PROVIDED TEXT
══════════════════════════════
Skip to content

Same under knockouts

auto_circuit.metrics.completeness_metrics.same_under_knockouts

Attributes

AlgoCompletenessScores module-attribute

AlgoCompletenessScores = Dict[AlgoKey, CompletenessScores]

CompletenessScores for each algorithm.

CompletenessScores module-attribute

CompletenessScores = List[Tuple[int, int, float, float]]

A list of tuples containing:

  1. The size of the circuit.
  2. The number of knockouts.
  3. The KL divergence between the circuit and the full model.
  4. The KL divergence between the circuit with knockouts and the full model with knockouts.

TaskCompletenessScores module-attribute

TaskCompletenessScores = Dict[TaskKey, AlgoCompletenessScores]

AlgoCompletenessScores for each task and algorithm.

Classes

Functions

measure_same_under_knockouts

measure_same_under_knockouts(circuit_ps: TaskPruneScores, knockout_ps: TaskPruneScores) -> TaskCompletenessScores

Wrapper of same_under_knockout for each task and algorithm in circuit_ps and knockout_ps.

Source code in auto_circuit/metrics/completeness_metrics/same_under_knockouts.py
def measure_same_under_knockouts(
    circuit_ps: TaskPruneScores,
    knockout_ps: TaskPruneScores,
) -> TaskCompletenessScores:
    """
    Wrapper of
    [`same_under_knockout`][auto_circuit.metrics.completeness_metrics.same_under_knockouts.same_under_knockout]
    for each task and algorithm in `circuit_ps` and `knockout_ps`.
    """
══════════════════════════════
ENTRIES SHOWN
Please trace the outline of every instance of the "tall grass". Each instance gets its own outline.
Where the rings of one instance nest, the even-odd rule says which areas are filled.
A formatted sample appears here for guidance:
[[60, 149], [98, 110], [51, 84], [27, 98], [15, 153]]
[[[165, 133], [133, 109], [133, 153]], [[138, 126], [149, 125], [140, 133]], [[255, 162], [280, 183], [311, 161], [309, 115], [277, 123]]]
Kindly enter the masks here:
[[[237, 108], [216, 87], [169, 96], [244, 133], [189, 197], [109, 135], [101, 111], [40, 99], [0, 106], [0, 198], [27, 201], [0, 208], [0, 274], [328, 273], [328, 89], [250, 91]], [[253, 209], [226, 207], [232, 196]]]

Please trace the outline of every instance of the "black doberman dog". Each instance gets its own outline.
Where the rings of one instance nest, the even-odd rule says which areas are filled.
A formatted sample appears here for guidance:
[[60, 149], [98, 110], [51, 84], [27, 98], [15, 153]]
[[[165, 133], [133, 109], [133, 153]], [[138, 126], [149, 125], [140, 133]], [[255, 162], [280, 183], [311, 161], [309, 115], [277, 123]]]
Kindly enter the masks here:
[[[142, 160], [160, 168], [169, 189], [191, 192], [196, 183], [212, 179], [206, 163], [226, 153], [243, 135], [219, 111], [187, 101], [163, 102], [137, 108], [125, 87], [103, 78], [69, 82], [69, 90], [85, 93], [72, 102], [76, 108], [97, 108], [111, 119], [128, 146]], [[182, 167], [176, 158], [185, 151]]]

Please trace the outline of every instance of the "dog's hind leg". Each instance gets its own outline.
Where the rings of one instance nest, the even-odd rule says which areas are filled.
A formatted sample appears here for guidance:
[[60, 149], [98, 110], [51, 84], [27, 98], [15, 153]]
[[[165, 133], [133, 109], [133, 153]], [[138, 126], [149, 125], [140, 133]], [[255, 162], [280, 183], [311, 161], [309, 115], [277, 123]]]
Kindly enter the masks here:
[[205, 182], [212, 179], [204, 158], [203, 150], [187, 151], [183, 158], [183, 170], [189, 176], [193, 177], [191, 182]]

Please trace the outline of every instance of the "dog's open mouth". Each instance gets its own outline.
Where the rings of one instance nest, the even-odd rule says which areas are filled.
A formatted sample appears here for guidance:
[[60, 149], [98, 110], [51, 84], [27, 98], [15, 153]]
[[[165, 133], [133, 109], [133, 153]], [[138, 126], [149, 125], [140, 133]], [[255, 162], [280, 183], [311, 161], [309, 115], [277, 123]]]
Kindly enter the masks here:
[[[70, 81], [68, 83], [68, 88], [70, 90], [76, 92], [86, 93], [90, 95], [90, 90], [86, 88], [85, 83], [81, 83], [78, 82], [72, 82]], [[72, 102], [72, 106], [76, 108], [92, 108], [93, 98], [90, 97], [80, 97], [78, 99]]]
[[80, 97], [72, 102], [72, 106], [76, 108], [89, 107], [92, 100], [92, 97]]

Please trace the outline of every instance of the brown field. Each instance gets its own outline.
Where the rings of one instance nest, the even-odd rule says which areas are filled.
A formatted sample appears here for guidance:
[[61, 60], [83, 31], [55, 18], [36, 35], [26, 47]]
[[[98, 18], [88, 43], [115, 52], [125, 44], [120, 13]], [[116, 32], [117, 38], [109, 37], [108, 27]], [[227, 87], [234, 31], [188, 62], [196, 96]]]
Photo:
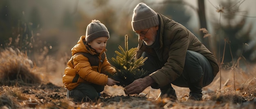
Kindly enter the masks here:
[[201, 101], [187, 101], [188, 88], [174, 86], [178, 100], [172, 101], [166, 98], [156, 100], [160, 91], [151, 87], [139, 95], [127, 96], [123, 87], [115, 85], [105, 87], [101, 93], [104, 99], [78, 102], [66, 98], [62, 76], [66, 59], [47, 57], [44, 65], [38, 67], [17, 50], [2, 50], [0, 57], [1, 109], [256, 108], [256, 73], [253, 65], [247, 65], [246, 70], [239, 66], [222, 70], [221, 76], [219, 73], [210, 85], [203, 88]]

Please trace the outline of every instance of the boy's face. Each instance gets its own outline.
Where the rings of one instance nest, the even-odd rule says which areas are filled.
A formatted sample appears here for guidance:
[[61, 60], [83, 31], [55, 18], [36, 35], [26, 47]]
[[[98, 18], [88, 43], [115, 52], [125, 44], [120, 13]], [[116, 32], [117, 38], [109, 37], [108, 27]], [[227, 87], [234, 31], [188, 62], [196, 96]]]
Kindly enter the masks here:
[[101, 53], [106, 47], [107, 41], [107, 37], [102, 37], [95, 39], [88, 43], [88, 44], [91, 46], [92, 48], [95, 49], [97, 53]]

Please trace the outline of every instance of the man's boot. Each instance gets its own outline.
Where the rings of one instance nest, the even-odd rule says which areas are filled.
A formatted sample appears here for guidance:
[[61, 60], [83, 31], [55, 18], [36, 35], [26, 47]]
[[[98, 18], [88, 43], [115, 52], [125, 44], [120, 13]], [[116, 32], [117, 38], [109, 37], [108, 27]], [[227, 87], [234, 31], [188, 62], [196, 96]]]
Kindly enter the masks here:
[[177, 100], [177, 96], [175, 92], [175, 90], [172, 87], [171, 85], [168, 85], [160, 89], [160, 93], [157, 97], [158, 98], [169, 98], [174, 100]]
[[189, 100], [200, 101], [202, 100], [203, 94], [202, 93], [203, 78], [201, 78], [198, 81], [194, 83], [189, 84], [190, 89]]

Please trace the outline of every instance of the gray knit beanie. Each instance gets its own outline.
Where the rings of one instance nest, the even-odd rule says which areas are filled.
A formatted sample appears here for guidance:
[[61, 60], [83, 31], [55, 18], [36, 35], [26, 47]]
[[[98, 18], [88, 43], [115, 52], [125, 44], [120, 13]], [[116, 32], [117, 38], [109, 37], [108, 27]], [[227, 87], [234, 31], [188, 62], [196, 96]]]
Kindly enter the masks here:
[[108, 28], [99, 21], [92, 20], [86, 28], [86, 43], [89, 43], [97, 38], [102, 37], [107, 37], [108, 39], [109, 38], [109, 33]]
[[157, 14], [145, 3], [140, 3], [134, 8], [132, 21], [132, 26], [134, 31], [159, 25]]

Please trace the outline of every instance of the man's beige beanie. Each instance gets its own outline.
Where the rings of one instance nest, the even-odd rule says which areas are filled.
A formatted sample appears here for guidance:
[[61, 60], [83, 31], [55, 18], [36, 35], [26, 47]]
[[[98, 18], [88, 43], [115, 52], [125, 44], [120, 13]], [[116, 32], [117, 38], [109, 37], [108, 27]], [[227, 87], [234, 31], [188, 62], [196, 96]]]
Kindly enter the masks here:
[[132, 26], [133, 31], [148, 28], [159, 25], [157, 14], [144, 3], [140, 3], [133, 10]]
══════════════════════════════
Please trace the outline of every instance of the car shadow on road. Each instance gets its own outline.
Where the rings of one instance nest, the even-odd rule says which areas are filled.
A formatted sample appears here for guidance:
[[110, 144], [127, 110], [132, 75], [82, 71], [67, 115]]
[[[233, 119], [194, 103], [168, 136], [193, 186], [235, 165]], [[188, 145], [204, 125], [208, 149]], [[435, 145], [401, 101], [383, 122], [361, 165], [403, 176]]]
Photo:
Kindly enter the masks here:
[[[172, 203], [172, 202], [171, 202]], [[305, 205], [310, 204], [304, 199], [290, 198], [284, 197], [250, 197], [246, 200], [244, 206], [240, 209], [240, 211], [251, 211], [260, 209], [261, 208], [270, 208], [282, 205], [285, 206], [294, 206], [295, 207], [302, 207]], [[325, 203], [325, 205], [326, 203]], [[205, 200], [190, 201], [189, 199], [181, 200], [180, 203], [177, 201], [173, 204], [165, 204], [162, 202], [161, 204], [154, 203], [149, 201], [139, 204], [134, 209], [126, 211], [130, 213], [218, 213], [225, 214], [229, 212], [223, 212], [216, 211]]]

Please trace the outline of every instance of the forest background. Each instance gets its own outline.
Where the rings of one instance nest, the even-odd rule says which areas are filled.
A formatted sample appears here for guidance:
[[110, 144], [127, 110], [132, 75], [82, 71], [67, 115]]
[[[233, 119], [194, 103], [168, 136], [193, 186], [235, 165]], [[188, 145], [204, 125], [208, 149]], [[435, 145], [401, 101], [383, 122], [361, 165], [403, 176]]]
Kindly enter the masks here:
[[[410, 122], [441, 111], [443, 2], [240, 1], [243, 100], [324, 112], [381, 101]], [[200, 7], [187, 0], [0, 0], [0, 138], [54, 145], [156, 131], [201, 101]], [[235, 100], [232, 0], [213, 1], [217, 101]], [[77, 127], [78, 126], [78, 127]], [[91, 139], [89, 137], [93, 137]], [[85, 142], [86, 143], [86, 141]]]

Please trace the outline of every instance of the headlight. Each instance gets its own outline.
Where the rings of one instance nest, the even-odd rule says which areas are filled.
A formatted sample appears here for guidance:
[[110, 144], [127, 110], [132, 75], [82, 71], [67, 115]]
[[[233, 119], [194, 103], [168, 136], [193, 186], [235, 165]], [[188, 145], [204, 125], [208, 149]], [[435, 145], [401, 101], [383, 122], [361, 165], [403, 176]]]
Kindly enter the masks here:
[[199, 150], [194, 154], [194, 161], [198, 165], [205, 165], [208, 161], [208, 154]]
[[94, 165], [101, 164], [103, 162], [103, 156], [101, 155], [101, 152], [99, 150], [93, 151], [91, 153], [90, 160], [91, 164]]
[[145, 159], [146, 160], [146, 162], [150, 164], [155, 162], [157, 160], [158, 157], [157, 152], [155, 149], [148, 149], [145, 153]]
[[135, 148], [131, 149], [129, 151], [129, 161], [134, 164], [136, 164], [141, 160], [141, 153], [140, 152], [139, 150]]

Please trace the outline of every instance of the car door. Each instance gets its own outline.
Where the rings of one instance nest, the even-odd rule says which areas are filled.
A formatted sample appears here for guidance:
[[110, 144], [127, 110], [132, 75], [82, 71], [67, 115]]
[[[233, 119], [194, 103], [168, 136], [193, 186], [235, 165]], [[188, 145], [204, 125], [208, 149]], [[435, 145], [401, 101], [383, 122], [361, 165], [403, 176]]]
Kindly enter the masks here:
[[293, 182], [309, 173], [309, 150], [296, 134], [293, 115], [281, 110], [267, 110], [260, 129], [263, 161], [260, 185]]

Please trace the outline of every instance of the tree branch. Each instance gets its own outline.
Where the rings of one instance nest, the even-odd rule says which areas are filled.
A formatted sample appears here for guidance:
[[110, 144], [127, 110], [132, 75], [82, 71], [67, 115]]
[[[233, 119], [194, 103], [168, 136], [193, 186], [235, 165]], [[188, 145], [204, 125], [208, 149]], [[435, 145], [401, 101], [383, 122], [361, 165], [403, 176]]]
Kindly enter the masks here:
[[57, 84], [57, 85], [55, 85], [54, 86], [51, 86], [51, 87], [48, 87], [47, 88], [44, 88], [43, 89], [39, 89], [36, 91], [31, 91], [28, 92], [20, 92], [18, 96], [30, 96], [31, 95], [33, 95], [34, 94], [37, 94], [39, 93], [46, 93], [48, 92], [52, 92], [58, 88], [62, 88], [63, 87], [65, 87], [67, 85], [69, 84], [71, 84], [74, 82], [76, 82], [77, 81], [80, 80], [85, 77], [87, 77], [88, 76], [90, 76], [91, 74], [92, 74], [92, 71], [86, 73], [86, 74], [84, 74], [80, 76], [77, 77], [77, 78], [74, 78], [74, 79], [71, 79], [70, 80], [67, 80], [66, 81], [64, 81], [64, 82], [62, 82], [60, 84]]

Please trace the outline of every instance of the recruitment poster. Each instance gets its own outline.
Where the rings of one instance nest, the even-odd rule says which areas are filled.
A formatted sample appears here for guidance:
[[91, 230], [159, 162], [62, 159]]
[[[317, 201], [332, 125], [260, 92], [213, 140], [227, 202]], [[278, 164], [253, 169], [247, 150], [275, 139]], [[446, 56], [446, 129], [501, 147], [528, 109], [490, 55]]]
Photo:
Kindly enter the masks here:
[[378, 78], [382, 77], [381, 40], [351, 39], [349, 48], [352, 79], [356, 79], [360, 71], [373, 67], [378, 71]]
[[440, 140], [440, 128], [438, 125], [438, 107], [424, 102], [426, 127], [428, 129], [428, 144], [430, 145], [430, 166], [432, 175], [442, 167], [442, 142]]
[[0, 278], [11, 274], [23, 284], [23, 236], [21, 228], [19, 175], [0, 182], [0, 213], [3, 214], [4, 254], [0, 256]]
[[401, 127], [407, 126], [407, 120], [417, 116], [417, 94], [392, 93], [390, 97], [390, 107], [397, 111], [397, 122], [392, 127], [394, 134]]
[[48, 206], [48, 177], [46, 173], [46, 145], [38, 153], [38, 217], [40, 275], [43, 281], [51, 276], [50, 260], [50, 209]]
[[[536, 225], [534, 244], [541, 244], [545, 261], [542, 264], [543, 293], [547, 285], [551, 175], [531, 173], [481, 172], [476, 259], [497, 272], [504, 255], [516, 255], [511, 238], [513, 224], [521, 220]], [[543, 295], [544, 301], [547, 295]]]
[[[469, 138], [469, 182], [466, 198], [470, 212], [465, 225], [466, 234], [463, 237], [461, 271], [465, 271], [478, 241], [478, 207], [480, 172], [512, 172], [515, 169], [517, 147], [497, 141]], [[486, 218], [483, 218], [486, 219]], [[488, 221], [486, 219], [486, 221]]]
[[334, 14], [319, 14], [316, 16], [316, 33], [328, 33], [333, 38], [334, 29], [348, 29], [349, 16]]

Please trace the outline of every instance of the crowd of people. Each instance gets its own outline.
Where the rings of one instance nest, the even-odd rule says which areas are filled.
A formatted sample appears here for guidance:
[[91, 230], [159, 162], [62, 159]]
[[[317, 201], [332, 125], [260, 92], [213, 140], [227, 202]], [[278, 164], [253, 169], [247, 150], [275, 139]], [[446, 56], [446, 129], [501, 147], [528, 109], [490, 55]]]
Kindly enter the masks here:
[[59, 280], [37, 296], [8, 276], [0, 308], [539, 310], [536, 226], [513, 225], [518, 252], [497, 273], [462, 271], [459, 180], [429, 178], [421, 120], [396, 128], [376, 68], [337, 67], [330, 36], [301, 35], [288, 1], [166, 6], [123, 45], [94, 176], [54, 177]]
══════════════════════════════
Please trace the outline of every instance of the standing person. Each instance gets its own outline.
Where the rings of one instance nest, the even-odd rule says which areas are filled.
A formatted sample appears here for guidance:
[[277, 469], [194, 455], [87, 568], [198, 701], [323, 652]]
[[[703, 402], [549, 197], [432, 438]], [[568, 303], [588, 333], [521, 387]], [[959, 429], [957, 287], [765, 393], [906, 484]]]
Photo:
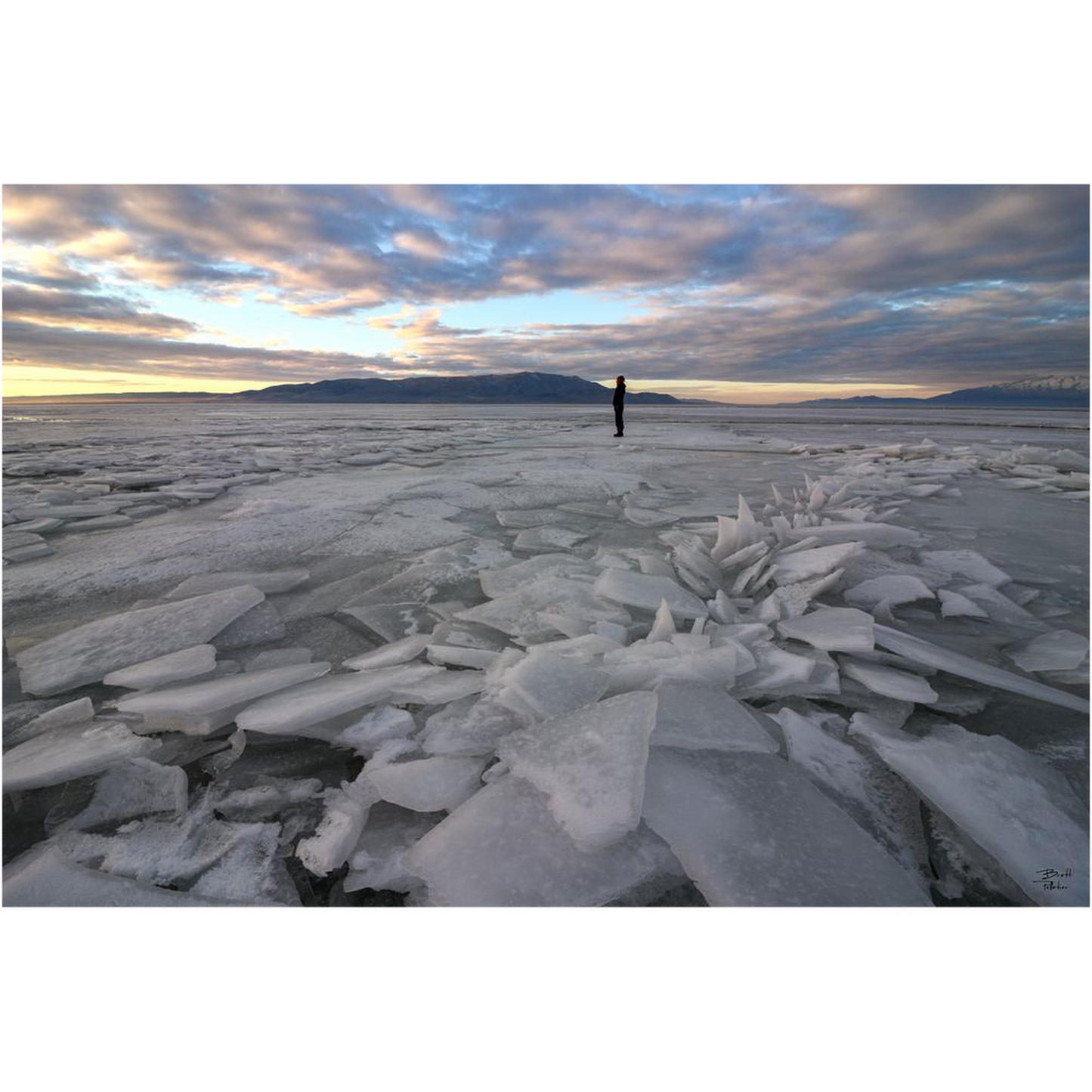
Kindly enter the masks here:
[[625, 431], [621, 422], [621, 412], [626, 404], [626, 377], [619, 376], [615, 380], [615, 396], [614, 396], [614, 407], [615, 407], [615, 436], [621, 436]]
══════════════════════════════
STATED GOAL
Return the documentation page on the same_under_knockouts module from above in full, with every line unchanged.

REPLY TO THE EXERCISE
Skip to content

Same under knockouts

auto_circuit.metrics.completeness_metrics.same_under_knockouts

Attributes

AlgoCompletenessScores module-attribute

AlgoCompletenessScores = Dict[AlgoKey, CompletenessScores]

CompletenessScores for each algorithm.

CompletenessScores module-attribute

CompletenessScores = List[Tuple[int, int, float, float]]

A list of tuples containing:

  1. The size of the circuit.
  2. The number of knockouts.
  3. The KL divergence between the circuit and the full model.
  4. The KL divergence between the circuit with knockouts and the full model with knockouts.

TaskCompletenessScores module-attribute

TaskCompletenessScores = Dict[TaskKey, AlgoCompletenessScores]

AlgoCompletenessScores for each task and algorithm.

Classes

Functions

measure_same_under_knockouts

measure_same_under_knockouts(circuit_ps: TaskPruneScores, knockout_ps: TaskPruneScores) -> TaskCompletenessScores

Wrapper of same_under_knockout for each task and algorithm in circuit_ps and knockout_ps.

Source code in auto_circuit/metrics/completeness_metrics/same_under_knockouts.py
def measure_same_under_knockouts(
    circuit_ps: TaskPruneScores,
    knockout_ps: TaskPruneScores,
) -> TaskCompletenessScores:
    """
    Wrapper of
    [`same_under_knockout`][auto_circuit.metrics.completeness_metrics.same_under_knockouts.same_under_knockout]
    for each task and algorithm in `circuit_ps` and `knockout_ps`.
    """